--- GIVEN INFORMATION ---
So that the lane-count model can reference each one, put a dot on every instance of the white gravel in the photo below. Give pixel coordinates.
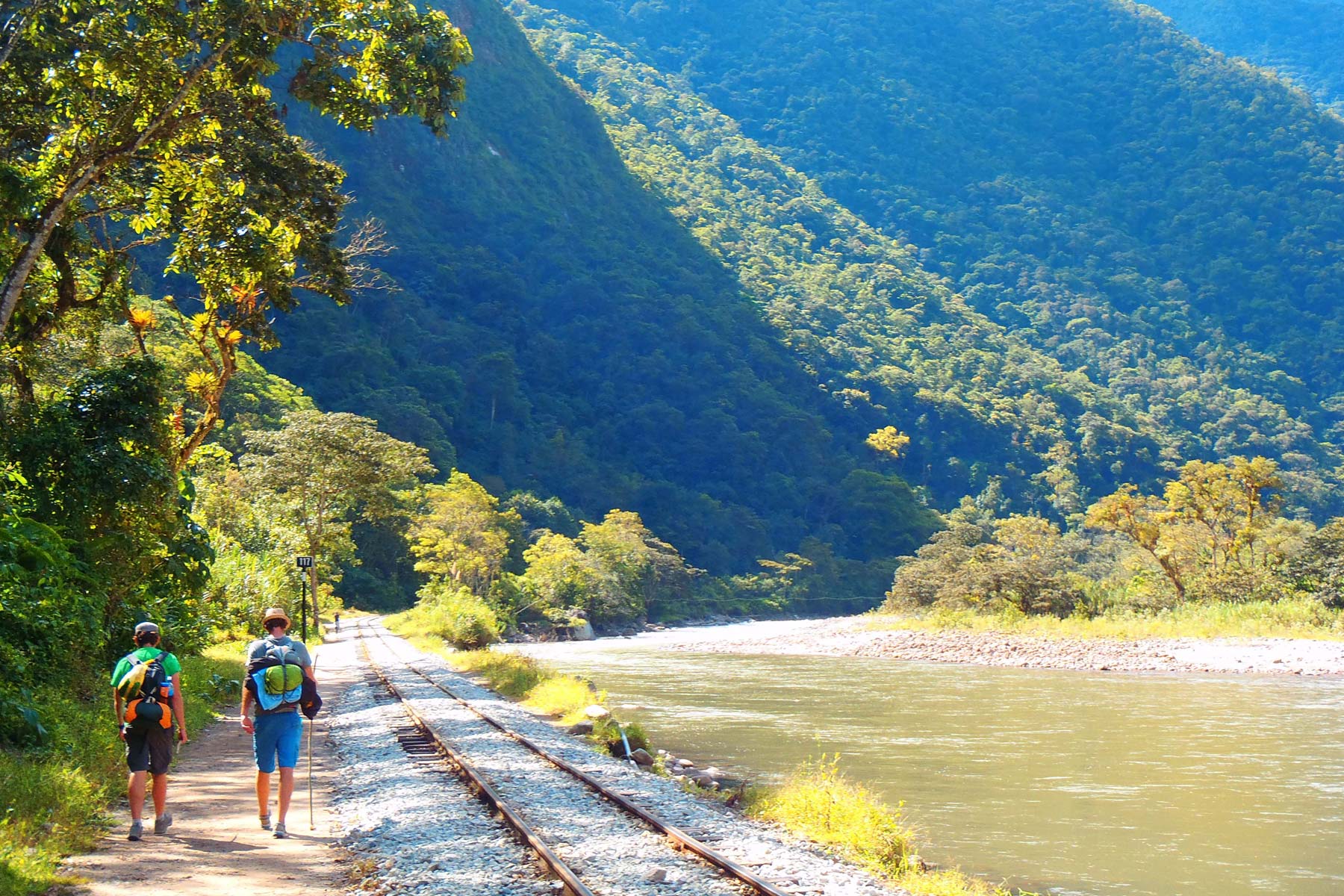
(423, 830)
(608, 849)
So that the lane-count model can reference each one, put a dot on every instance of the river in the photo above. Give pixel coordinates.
(1065, 782)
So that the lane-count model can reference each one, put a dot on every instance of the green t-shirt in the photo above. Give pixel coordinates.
(171, 664)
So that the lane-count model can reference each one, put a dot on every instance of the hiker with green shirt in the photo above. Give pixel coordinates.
(147, 697)
(276, 669)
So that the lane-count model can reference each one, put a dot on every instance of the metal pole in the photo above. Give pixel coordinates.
(312, 825)
(302, 605)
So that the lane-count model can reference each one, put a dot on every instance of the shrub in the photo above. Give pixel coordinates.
(456, 615)
(823, 805)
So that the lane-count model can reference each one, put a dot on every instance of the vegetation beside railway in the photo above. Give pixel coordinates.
(818, 802)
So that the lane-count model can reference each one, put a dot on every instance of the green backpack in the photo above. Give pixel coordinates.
(284, 677)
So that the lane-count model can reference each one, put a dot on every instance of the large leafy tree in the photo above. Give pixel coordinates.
(322, 472)
(131, 124)
(461, 534)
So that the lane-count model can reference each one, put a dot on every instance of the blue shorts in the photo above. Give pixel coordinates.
(277, 735)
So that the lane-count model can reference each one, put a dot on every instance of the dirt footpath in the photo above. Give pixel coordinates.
(215, 844)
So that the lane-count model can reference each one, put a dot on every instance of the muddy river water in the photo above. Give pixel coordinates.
(1065, 782)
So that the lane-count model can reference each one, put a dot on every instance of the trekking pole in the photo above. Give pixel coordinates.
(312, 825)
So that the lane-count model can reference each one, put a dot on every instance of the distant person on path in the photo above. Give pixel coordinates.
(147, 696)
(276, 669)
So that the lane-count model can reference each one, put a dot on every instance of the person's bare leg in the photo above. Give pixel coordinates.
(136, 793)
(287, 790)
(264, 793)
(161, 788)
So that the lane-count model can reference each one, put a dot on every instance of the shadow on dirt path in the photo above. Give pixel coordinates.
(215, 844)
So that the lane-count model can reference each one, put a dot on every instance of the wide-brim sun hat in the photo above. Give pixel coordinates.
(275, 613)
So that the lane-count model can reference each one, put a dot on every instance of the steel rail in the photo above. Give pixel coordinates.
(483, 788)
(680, 840)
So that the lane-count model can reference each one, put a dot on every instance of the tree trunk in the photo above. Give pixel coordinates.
(312, 588)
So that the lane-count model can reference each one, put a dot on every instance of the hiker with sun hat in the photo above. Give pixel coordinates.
(276, 669)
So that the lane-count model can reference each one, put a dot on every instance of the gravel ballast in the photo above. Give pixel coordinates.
(612, 852)
(418, 830)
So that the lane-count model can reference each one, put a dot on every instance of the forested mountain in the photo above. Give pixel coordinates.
(1105, 188)
(1061, 246)
(558, 329)
(1301, 40)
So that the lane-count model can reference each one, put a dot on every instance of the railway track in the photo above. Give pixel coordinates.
(679, 847)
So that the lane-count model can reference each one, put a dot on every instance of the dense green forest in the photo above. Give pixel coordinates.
(1155, 218)
(556, 329)
(1300, 40)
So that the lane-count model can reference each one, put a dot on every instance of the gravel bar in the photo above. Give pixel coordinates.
(420, 830)
(612, 852)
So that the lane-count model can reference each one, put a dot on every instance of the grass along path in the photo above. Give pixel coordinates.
(55, 798)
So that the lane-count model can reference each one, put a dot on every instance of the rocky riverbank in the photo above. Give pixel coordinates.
(856, 637)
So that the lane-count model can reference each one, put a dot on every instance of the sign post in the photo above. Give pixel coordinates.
(304, 564)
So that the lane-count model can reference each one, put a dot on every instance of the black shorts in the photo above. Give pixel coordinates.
(149, 750)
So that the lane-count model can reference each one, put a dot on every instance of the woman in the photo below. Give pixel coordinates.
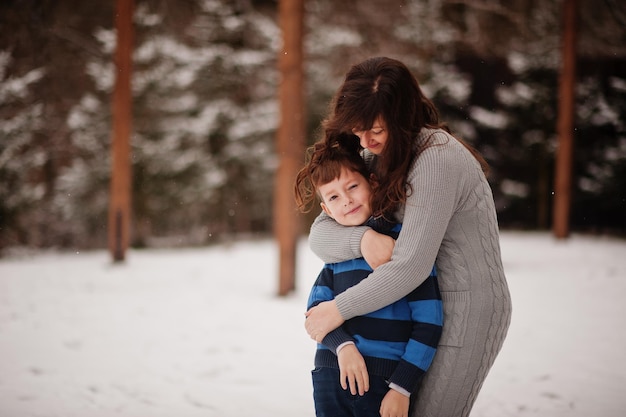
---
TASK TO COMPLETE =
Copy each line of the records above that contains the word "hiker".

EXERCISE RESPONSE =
So that the lane-count model can reference each one, put a dot on every instance of the hiker with green shirt in the photo above. Give pixel coordinates.
So that the lane-count model can reference each one, put a dot on every instance of the hiker with sun hat in the photo above. Give pixel coordinates.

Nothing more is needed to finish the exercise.